---------- Passage provided
There are a lot of sides to the story of how I was raped in late August, and what happened before and after.
I’ve told my story about being sexually assaulted and how it affected my life and how the justice system has not, so far, been there for me. The media picked it up, and the police gave their side. As well, what happened, and who did it, has been running around the party for some time, so maybe if you’re reading this, you’ve heard that side.
This is the story of the last three years of my life, and the events leading up to my assault. It’s how, and why my assault happened. I think it’s one of the most important parts.
I’m not sure when I first started to notice it. The way some of the men in politics looked at me. I joined the NDP so young- I was 14 when I took out my first membership. I grew up in the party, I was a golden child until suddenly I wasn’t a child anymore. I was a woman to them.
I do know the moment it became impossible to avoid. That starts with a man named Adam Duke. Adam started talking to me in January of 2015, when I was 16. He was 27, eleven years my senior. His messages were nice enough to start- “how were finals?” “Did you make it into your hotel room okay?”, but they quickly took a turn for the worse. He would ask me for nudes, repeatedly, while I dodged the question. He’d ask me about pornography, and try to get me to divulge my sexual experiences to him (when I had none to speak of.)
At this point he was the NDP candidate for Humboldt-Watrous in the upcoming provincial election, and a vice-president of the Saskatchewan NDP. I was barely two months into my first term with the Saskatchewan Young New Democrats. I didn’t know what to do. I was terrified.
At first I didn’t tell anyone, not even my close friends, or my parents, what Adam Duke was doing. I just carried it with me, carried the weight of what he was doing in my chest. Even if I did speak up, I expected to be ignored, shushed, it would be swept under the carpet. He was a candidate, and I was some teenage kid. I could do the math.
--------------------
What this exercise asks:
**A)** Do these statements agree with the personal account above? Answer yes or no for each, and quote the words that decide it.
(i) The writer was 14 when taking out a first NDP membership.
(ii) Adam Duke was nine years older than the writer.
(iii) The writer immediately told close friends what Adam Duke was doing.
**B)** Reproduce the personal account above word for word, from "At this point" to "do the math.".
---------- Data excerpt
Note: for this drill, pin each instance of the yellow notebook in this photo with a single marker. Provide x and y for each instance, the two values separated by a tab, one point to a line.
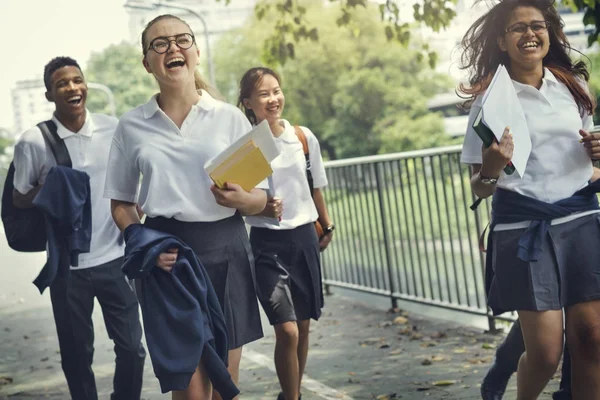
--------------------
Outputs by task:
**A)**
(i) Yes: "I was 14 when I took out my first membership."
(ii) No: "He was 27, eleven years my senior."
(iii) No: "At first I didn’t tell anyone, not even my close friends, or my parents, what Adam Duke was doing."

**B)**
At this point he was the NDP candidate for Humboldt-Watrous in the upcoming provincial election, and a vice-president of the Saskatchewan NDP. I was barely two months into my first term with the Saskatchewan Young New Democrats. I didn’t know what to do. I was terrified.
At first I didn’t tell anyone, not even my close friends, or my parents, what Adam Duke was doing. I just carried it with me, carried the weight of what he was doing in my chest. Even if I did speak up, I expected to be ignored, shushed, it would be swept under the carpet. He was a candidate, and I was some teenage kid. I could do the math.